**TASK GOAL**: Exactly reproduce the line that contains "fingers and record the coordinates." and all lines after it in the entries below, through the very last line.

Stored data entries:
────────────────────

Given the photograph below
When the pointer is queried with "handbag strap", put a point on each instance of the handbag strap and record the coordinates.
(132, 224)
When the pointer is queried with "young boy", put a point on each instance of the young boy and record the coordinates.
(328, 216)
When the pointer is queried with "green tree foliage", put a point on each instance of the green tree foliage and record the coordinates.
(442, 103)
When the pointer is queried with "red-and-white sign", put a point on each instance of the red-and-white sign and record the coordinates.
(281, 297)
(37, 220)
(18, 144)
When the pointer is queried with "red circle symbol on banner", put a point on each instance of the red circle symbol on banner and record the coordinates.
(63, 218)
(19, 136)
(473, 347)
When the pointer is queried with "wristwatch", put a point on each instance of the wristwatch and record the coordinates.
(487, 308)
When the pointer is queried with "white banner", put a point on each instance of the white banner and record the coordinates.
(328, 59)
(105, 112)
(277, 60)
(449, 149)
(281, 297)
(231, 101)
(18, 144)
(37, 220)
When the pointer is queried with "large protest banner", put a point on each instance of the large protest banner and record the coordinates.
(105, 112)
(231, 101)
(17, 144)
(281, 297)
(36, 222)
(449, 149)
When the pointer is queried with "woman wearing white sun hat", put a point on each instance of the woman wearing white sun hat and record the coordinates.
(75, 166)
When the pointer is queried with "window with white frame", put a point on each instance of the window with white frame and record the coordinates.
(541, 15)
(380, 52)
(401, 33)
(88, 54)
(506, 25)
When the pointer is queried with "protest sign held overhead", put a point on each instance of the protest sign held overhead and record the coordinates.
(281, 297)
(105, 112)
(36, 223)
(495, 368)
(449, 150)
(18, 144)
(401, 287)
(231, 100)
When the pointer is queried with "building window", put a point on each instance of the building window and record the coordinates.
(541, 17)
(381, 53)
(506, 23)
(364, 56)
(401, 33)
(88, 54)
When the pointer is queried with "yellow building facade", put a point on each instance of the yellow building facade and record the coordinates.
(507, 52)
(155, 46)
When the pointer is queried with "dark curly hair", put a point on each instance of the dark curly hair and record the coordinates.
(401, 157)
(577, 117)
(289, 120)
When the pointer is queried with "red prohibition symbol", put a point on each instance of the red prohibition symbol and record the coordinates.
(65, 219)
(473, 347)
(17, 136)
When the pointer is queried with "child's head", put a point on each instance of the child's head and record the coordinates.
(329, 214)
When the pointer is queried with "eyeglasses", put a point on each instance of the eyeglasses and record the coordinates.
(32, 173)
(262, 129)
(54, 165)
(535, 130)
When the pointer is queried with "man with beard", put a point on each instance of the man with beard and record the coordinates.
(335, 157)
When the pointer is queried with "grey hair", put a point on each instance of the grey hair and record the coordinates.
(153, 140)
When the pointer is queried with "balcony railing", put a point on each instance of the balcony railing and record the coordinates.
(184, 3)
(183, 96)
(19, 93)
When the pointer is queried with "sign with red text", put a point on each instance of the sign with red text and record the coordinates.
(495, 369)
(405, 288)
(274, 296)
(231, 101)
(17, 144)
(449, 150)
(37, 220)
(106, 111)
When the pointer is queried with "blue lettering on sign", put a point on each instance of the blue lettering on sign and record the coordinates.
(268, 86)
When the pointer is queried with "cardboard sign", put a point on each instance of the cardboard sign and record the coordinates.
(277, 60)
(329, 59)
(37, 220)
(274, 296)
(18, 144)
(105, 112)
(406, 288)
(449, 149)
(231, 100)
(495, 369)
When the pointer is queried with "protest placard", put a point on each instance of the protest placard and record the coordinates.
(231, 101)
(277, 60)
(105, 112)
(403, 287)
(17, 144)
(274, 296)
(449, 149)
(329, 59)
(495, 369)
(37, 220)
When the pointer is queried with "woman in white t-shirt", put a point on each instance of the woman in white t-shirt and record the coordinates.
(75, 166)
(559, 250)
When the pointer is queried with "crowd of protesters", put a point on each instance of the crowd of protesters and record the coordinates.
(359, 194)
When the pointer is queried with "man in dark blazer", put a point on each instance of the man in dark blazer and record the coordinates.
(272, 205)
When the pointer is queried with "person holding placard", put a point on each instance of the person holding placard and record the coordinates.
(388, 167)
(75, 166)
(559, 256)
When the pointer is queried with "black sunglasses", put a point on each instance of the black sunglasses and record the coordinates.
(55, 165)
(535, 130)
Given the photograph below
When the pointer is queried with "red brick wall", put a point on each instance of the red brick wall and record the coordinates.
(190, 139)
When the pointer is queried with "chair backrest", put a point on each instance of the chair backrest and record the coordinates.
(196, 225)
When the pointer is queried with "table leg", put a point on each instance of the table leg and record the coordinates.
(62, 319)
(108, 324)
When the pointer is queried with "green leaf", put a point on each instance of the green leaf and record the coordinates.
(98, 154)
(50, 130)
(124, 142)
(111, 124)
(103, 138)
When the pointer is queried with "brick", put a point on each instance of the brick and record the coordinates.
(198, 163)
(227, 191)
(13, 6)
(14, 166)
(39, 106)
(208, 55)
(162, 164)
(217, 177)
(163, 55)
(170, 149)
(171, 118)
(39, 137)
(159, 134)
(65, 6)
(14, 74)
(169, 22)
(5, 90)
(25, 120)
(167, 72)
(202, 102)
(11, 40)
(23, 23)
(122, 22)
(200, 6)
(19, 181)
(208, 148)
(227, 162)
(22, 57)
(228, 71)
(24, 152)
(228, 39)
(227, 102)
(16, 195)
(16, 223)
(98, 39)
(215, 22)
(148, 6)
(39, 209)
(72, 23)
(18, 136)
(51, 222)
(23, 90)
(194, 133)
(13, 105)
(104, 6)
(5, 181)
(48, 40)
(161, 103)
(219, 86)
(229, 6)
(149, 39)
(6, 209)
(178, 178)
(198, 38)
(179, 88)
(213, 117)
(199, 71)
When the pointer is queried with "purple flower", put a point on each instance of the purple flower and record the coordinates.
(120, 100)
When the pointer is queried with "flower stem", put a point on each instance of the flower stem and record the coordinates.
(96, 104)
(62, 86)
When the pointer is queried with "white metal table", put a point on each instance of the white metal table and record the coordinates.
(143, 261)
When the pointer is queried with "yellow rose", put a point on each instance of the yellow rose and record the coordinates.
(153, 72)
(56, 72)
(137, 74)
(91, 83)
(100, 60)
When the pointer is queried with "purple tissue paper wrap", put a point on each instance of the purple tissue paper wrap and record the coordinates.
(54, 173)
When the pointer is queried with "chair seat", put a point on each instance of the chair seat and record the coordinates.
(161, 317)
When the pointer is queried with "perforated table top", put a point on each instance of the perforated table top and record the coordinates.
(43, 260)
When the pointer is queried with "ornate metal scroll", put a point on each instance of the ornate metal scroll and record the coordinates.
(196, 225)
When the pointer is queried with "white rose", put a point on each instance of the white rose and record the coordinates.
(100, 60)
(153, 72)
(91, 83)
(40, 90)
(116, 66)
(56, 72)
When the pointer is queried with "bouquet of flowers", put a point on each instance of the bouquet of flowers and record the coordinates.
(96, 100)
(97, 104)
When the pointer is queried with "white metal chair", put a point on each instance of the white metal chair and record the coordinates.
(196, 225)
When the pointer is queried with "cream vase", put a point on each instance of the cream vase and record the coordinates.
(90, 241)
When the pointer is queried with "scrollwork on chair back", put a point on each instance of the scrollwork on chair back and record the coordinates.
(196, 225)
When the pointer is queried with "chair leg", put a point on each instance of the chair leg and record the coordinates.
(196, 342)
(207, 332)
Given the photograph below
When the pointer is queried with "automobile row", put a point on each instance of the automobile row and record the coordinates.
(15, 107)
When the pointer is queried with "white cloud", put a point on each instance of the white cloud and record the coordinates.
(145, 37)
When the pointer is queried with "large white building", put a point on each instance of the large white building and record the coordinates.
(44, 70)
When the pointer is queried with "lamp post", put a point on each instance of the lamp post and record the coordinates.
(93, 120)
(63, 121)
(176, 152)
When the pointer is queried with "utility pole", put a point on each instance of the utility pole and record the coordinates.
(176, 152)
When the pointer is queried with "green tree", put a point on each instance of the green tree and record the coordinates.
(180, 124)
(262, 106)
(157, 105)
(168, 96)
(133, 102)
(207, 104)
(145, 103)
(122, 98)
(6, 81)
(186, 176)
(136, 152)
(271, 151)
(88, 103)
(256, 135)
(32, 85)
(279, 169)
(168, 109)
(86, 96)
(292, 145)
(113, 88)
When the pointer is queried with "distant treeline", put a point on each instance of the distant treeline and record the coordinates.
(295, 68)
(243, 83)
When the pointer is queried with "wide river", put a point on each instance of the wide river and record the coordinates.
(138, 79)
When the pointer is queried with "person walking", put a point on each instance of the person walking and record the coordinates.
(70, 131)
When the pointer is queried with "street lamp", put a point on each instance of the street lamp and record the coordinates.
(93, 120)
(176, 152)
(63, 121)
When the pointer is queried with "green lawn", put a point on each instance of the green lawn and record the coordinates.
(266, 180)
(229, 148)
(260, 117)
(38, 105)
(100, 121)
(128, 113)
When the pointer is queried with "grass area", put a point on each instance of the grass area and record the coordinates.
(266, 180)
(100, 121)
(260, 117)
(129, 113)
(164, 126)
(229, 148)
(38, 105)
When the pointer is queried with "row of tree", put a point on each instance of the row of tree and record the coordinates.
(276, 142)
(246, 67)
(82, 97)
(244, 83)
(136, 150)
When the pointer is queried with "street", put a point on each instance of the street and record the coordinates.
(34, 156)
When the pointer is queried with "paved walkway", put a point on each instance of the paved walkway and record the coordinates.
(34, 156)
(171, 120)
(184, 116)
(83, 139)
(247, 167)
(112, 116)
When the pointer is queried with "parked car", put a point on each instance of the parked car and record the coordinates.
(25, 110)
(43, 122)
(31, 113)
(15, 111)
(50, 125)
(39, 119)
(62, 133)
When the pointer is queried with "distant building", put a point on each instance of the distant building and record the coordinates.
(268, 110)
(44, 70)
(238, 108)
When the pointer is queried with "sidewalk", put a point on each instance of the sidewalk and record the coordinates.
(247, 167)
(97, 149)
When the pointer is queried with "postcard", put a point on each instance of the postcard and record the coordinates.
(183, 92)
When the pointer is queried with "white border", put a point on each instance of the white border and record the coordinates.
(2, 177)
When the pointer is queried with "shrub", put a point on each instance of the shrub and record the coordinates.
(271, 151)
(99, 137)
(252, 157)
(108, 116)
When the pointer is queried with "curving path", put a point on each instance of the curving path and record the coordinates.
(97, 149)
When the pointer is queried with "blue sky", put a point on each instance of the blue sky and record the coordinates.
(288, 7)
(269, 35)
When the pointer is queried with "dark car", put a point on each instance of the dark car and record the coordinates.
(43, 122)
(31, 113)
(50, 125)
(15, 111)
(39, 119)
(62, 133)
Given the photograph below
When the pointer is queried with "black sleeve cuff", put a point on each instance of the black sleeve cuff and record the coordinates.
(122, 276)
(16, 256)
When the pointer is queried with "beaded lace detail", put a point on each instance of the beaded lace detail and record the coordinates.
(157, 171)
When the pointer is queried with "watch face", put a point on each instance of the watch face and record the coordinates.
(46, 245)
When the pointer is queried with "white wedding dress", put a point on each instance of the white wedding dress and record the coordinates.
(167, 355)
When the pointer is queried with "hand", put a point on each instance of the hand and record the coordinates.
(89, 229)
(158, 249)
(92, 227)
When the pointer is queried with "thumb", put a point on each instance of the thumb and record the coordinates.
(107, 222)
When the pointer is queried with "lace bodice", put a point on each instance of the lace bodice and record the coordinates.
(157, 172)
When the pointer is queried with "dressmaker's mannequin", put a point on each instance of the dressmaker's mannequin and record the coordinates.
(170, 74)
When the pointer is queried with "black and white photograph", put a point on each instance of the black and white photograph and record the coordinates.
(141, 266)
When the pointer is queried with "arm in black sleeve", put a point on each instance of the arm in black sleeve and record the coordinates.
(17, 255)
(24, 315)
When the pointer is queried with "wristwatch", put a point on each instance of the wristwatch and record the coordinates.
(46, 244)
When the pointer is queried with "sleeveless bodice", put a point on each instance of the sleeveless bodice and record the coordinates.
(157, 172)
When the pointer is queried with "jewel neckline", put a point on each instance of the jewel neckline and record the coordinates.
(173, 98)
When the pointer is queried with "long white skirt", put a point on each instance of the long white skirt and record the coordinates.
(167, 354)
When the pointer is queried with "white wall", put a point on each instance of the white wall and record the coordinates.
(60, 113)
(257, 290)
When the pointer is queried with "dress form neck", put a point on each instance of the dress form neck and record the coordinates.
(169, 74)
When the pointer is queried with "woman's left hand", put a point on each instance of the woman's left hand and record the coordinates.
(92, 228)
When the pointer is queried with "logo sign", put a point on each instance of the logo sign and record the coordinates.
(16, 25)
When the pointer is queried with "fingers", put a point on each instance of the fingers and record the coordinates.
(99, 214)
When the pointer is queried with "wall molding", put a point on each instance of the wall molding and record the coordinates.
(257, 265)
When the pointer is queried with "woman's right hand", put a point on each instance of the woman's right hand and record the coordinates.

────────────────────

**WORKED SOLUTION**:
When the pointer is queried with "fingers", put a point on each instance of the fingers and record the coordinates.
(99, 214)
When the pointer is queried with "wall molding", put a point on each instance of the wall molding and record the coordinates.
(257, 265)
When the pointer is queried with "woman's right hand", put a point on each instance of the woman's right hand and record the coordinates.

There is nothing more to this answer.